— START OF Excerpted text —

Systems Engineering in Today’s Automotive Landscape

Systems engineering is not a new discipline for automotive OEM’s and suppliers. However, given the increasing complexity of today’s vehicles, it is experiencing a rebirth. New approaches to mobility, sustainment and infotainment have forced the need for new and complex combinations of electrical, software and mechanical know-how. Whereas back in the 1990s, satisfying a single requirement affected a single commodity, today it can affect five or more commodities, creating threads of connectivity between systems, requirements, functions, and test procedures. Controlling this organic complexity requires an engineering discipline that can provide a collaborative business methodology that manages all the multi-disciplinary domains of engineering and development from a holistic point of view.

Systems engineering in its current approach has really been a reactive change process with ineffective traceability back to the requirements given the multiple heterogenous software tools, as well as little to no connected validation of the sub-systems. There has been no ability to test what happens to the whole when a single part malfunctions, and make adjustments within context of all the involved systems.

— END OF Excerpted text —
— START OF Data rows —

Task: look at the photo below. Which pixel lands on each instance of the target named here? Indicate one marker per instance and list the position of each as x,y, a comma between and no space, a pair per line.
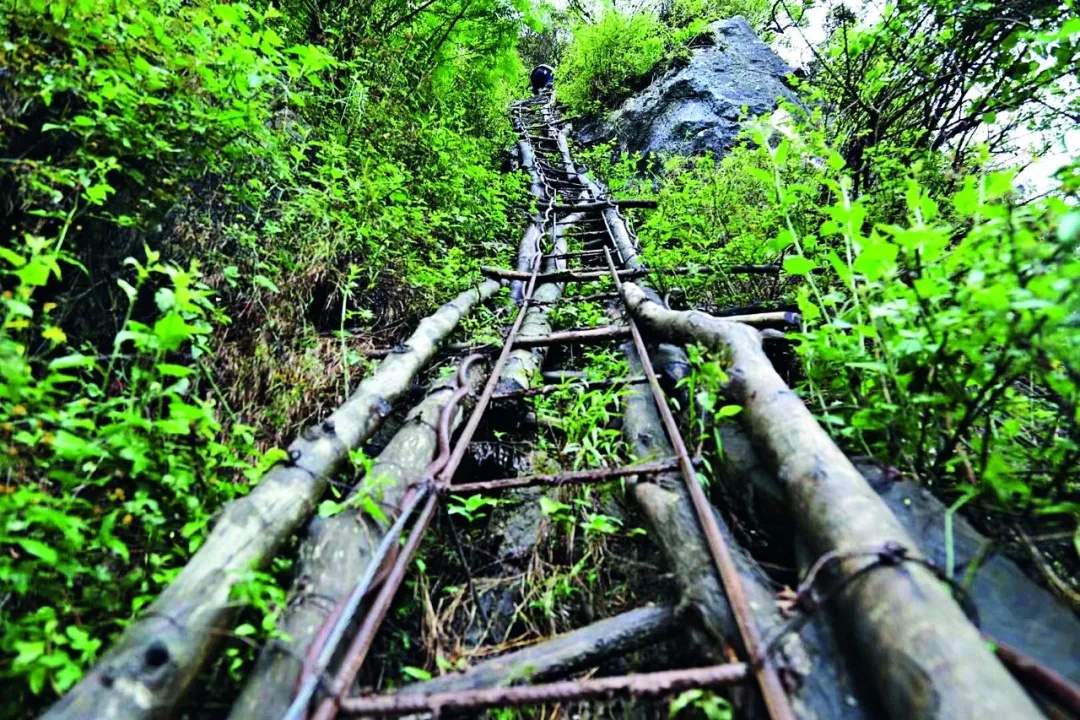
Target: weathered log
157,657
645,684
584,336
336,553
1011,606
824,689
563,655
524,364
561,275
584,207
527,159
923,656
527,252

— END OF Data rows —

◆ What is being asked:
In one to three sentences, explain why the text on automotive systems engineering says the discipline is experiencing a rebirth. The material has no connection to the text.

◆ Result of the exercise:
It is experiencing a rebirth because of the increasing complexity of today's vehicles. New approaches to mobility, sustainment and infotainment require new and complex combinations of electrical, software and mechanical know-how. A single requirement can now affect five or more commodities instead of one.